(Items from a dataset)
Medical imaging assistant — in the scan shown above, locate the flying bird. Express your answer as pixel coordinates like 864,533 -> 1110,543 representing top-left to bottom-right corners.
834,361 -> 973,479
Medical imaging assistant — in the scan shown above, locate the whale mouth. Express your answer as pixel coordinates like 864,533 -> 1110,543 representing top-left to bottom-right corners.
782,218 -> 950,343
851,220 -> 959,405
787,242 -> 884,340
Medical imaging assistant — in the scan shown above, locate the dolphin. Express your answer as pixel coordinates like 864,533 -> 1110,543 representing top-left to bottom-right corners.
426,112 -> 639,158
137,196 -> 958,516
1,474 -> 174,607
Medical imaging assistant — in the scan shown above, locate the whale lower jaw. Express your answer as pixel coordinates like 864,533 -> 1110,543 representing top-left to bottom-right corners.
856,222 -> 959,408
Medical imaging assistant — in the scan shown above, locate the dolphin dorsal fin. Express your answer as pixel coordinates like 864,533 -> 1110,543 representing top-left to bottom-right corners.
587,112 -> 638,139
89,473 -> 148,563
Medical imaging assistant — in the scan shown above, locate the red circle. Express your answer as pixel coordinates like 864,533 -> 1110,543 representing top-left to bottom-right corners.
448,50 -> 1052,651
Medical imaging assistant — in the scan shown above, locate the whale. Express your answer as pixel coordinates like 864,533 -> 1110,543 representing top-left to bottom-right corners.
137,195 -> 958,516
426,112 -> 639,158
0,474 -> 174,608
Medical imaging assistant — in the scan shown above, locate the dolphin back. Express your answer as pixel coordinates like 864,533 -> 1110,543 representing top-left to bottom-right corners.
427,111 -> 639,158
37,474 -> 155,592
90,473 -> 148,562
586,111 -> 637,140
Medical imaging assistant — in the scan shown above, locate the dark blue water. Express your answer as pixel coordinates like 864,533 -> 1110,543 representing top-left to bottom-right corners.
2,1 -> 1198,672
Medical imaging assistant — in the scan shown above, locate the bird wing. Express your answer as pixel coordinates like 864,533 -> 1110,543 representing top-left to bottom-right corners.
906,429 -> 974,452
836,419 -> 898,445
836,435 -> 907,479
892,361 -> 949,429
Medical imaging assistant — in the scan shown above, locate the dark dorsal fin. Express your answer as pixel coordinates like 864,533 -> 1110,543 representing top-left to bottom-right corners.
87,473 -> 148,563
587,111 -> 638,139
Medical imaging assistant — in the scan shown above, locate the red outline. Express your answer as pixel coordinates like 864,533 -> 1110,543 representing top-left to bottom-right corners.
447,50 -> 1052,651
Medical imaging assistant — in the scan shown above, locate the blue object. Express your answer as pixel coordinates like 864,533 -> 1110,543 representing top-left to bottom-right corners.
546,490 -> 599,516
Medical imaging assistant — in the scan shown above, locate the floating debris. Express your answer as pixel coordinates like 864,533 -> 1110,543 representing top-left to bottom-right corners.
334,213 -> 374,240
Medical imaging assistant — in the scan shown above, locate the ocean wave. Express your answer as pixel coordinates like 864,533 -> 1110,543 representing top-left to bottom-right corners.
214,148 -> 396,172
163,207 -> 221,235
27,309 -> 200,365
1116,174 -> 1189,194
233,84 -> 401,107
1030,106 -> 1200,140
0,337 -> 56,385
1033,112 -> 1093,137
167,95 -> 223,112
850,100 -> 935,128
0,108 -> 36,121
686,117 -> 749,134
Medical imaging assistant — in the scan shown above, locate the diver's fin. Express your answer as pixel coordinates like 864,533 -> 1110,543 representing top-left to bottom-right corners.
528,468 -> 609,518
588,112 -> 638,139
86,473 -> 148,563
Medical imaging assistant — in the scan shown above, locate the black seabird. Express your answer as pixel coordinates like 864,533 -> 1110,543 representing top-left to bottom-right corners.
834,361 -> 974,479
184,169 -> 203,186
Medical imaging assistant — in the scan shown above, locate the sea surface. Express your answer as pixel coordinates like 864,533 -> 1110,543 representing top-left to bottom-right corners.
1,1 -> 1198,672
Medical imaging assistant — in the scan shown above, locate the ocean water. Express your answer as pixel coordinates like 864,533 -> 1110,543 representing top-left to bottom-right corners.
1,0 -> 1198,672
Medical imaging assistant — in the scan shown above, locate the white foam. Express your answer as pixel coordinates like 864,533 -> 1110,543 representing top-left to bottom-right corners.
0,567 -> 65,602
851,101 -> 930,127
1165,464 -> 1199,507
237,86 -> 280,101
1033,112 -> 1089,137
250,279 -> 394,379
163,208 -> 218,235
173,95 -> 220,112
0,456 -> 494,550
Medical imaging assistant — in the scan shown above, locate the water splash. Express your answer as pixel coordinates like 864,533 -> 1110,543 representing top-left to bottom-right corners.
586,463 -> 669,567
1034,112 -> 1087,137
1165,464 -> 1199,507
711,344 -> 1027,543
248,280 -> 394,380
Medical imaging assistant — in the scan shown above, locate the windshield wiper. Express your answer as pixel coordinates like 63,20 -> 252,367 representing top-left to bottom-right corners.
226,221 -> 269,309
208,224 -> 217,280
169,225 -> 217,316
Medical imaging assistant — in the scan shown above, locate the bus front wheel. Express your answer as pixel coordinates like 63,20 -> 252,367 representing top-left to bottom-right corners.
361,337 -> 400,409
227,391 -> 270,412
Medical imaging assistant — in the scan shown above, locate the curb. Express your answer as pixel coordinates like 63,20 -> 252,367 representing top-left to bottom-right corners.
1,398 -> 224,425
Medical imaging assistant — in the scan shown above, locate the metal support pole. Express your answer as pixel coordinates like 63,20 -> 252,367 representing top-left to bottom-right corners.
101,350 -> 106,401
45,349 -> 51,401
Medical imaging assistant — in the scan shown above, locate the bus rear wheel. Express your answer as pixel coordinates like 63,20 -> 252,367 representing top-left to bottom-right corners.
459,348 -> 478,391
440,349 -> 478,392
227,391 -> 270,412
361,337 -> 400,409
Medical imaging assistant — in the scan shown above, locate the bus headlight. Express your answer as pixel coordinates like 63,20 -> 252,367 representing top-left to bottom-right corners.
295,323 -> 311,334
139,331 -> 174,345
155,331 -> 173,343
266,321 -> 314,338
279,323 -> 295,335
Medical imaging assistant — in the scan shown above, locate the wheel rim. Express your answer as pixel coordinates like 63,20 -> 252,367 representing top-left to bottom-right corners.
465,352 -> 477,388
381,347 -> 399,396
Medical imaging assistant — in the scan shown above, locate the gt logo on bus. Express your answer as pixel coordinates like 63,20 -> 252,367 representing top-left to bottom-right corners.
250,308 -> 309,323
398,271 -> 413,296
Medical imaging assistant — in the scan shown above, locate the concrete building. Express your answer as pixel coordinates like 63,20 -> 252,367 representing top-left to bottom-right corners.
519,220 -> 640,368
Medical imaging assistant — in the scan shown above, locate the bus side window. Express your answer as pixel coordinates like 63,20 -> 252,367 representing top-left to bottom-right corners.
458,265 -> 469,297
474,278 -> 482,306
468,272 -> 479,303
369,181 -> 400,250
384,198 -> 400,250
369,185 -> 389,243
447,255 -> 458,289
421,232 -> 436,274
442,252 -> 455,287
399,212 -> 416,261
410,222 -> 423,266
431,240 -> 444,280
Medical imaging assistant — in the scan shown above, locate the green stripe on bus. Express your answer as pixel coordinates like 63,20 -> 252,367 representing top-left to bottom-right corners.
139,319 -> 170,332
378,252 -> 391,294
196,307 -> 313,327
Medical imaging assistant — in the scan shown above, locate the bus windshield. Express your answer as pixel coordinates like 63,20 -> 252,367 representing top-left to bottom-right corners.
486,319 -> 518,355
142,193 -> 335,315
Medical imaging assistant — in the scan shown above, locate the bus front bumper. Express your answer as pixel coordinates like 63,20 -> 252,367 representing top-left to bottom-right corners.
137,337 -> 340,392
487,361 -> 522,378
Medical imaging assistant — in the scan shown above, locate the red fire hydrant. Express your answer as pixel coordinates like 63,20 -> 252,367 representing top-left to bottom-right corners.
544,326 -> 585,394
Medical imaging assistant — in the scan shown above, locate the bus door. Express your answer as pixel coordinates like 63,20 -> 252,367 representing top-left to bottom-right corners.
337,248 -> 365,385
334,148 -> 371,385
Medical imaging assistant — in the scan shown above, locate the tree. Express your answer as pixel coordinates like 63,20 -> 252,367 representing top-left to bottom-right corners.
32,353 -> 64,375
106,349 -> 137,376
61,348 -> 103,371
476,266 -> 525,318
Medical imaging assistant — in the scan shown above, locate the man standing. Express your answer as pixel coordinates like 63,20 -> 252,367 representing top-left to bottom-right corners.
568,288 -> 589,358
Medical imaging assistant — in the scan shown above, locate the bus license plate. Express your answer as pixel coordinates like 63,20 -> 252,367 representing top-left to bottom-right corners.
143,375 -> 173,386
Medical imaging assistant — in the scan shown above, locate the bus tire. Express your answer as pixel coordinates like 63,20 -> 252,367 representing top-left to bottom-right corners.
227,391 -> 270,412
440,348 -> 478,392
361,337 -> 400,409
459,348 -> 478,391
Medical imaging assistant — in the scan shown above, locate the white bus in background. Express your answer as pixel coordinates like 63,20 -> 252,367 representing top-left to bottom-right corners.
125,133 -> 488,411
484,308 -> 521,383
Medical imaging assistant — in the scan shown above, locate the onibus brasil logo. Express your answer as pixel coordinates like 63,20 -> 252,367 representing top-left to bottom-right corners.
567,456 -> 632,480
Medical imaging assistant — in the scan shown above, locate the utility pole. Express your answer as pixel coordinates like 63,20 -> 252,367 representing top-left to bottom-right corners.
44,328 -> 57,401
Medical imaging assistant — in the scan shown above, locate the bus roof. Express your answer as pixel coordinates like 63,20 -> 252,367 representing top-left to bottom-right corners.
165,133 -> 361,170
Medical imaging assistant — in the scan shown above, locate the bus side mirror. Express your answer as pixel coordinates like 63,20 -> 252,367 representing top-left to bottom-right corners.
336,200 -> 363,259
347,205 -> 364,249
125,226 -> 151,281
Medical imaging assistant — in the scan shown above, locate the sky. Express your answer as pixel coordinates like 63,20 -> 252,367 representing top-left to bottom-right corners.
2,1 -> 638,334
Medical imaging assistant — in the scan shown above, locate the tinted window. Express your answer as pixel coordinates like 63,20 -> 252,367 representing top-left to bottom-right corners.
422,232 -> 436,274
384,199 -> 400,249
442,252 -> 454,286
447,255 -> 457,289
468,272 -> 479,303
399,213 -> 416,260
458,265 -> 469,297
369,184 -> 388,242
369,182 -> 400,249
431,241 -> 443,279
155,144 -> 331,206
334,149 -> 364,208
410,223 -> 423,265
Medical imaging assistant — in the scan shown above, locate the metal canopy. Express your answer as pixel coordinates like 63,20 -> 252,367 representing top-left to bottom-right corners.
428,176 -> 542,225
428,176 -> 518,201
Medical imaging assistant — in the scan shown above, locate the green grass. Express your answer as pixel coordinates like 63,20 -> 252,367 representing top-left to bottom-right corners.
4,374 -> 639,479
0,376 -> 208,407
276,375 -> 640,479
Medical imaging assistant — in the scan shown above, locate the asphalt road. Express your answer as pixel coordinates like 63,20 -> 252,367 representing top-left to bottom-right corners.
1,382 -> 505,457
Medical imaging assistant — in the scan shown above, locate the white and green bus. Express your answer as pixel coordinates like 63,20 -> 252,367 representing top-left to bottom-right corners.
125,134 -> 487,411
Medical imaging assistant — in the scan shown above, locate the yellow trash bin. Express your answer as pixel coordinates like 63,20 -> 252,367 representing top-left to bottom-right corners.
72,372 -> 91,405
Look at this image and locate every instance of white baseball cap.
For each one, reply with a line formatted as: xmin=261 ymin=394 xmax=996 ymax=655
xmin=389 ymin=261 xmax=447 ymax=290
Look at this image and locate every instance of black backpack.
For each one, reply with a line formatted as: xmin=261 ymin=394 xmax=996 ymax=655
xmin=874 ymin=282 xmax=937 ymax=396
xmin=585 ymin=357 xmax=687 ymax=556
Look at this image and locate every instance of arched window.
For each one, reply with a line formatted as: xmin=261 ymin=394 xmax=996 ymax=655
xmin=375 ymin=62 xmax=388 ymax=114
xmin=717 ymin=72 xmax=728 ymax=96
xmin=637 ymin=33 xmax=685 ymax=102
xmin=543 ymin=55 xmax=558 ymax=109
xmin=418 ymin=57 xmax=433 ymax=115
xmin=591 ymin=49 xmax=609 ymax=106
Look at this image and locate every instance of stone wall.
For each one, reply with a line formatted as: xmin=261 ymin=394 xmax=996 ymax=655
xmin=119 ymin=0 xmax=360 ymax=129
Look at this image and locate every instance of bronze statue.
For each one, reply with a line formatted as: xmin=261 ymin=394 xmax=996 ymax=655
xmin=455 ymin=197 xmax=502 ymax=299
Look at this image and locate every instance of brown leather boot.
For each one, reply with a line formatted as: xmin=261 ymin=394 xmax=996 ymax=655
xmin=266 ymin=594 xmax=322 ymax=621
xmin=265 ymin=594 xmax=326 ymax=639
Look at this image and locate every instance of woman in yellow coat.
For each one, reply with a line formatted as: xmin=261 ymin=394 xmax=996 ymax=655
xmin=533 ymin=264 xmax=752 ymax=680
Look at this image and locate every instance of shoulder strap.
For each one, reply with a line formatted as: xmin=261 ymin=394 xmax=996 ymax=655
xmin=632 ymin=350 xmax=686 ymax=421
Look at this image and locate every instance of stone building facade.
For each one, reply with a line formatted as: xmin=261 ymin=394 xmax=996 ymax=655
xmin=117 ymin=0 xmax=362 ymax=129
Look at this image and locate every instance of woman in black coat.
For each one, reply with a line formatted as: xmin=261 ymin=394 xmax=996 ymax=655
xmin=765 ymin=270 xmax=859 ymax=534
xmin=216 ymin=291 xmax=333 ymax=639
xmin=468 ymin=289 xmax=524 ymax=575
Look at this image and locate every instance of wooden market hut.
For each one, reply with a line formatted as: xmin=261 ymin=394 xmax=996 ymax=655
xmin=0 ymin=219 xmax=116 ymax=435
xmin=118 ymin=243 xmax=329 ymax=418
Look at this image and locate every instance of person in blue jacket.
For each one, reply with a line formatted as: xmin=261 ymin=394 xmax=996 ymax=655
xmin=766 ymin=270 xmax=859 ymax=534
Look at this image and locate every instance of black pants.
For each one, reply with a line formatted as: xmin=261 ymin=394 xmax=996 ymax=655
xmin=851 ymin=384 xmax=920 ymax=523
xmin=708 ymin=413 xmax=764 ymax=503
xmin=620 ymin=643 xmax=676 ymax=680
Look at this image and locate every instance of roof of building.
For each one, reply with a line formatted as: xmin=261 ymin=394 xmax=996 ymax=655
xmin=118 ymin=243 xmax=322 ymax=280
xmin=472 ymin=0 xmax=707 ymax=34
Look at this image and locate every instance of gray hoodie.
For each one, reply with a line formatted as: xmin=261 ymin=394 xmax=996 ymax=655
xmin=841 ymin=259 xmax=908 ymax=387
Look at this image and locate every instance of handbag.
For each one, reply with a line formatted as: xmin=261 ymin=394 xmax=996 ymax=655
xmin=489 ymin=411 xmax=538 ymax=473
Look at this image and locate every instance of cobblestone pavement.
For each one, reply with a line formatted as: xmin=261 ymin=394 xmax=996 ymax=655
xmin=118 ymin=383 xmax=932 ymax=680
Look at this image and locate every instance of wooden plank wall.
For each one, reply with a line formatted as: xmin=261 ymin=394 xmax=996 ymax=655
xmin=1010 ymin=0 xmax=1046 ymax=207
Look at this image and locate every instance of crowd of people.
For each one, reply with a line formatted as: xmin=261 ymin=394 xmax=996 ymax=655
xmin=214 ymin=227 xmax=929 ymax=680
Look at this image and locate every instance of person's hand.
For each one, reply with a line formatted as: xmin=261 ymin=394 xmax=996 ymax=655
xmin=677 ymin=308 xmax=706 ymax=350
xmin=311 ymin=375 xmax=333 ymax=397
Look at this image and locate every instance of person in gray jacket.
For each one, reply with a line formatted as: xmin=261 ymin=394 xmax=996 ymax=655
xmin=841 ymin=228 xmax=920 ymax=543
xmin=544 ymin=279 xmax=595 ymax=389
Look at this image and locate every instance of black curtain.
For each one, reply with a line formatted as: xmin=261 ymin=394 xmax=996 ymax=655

▶ _YOUR OBJECTIVE_
Scan the records for lines that hold "person", and reproduce each one you find.

▶ _RESPONSE BOX_
Look at this image and locate every instance of person in blue jacket.
Look at this image and locate every instance of person's hand.
Look at this image and locate every instance of person in gray jacket.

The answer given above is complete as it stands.